* Start PAGE EXCERPT *

Data Shapes & Structures
The shape of your data determines what questions you can easily answer. Wide data is great for human reading but terrible for plotting. Long data is perfect for seaborn but confusing for spreadsheet users. Nested JSON is how APIs deliver data but impossible to analyze without flattening. Understanding these shapes — and how to convert between them — is a core EDA skill.
Wide vs Long Format
python
# wide_vs_long.py — Converting between formats
import pandas as pd
# Wide format: one row per student, one column per subject
wide = pd.DataFrame({
'student': ['Alice', 'Bob', 'Carol', 'David'],
'math': [90, 78, 95, 82],
'science': [85, 92, 88, 76],
'english': [88, 80, 91, 85],
'history': [92, 75, 87, 90],
})
print("=== WIDE FORMAT ===")
print(wide)
print(f"Shape: {wide.shape} (4 students x 5 columns)")
# Convert to long format
long = wide.melt(
id_vars=['student'],
value_vars=['math', 'science', 'english', 'history'],
var_name='subject',
value_name='score',
)
print(f"\n=== LONG FORMAT ===")
print(long)
print(f"Shape: {long.shape} (16 rows x 3 columns)")
# Convert back to wide
back_to_wide = long.pivot(
index='student',
columns='subject',
values='score',
).reset_index()
print(f"\n=== BACK TO WIDE ===")
print(back_to_wide)
# When to use which format
print("\n=== WHEN TO USE EACH FORMAT ===")
guidelines = [
("Wide", "Human reading, Excel, summary tables"),
("Wide", "Each column is a different measurement type"),
("Wide", "Features for ML models (one row per observation)"),
("Long", "Plotting with seaborn/ggplot (faceting, hue)"),
("Long", "Repeated measures / time series per subject"),
("Long", "Statistical tests (ANOVA, mixed models)"),
("Long", "Database storage (normalized tables)"),
]
for fmt, use_case in guidelines:
print(f" {fmt:>5}: {use_case}")The Plotting Rule
If you need to pass hue, col, or style in seaborn, you need long format. If your plot has one line/bar per column, wide format works. When in doubt, go long — it is easier to aggregate long data than to unpivot wide data.

* End PAGE EXCERPT *
* Start DATA *

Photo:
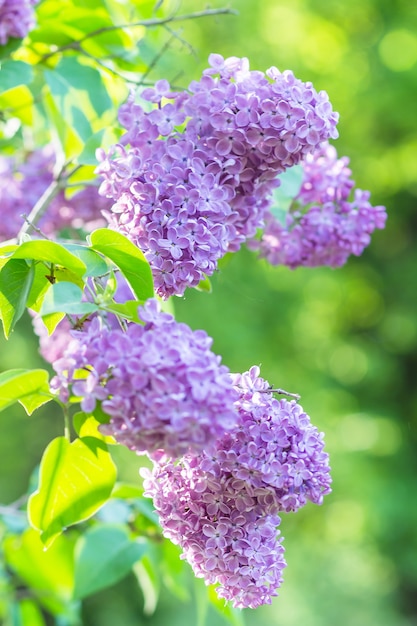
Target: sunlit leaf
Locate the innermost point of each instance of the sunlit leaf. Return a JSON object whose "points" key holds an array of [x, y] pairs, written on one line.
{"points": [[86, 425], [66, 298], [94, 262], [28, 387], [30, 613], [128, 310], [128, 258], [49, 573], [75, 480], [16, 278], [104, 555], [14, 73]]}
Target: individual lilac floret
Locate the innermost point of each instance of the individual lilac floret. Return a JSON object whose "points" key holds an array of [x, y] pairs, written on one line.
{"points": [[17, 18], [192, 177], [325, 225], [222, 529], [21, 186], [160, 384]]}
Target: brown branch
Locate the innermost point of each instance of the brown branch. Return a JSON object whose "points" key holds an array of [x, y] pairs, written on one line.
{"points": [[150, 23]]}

* End DATA *
* Start DATA *

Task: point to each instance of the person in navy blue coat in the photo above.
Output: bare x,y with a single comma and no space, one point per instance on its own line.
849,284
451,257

* End DATA *

* TASK DESCRIPTION: Continue the page on data shapes and structures, picking up right after its closing advice about the plotting rule.

* FINAL RESULT:
Tidy Data Principles
Hadley Wickham's tidy data principles (2014) give a formal definition of "well-structured" data:
python
# tidy_data.py — The three rules of tidy data
import pandas as pd
# RULE 1: Each variable forms a column
# RULE 2: Each observation forms a row
# RULE 3: Each type of observational unit forms a table
# MESSY: Variables stored in rows
messy1 = pd.DataFrame({
'country': ['USA', 'USA', 'Canada', 'Canada'],
'metric': ['population', 'gdp', 'population', 'gdp'],
'value': [331_000_000, 21_400_000_000, 38_000_000, 1_600_000_000],
})
print("=== MESSY: Variables in Rows ===")
print(messy1)
# TIDY: Each variable is a column
tidy1 = messy1.pivot(index='country', columns='metric', values='value').reset_index()
print(f"\n=== TIDY: Each Variable is a Column ===")
print(tidy1)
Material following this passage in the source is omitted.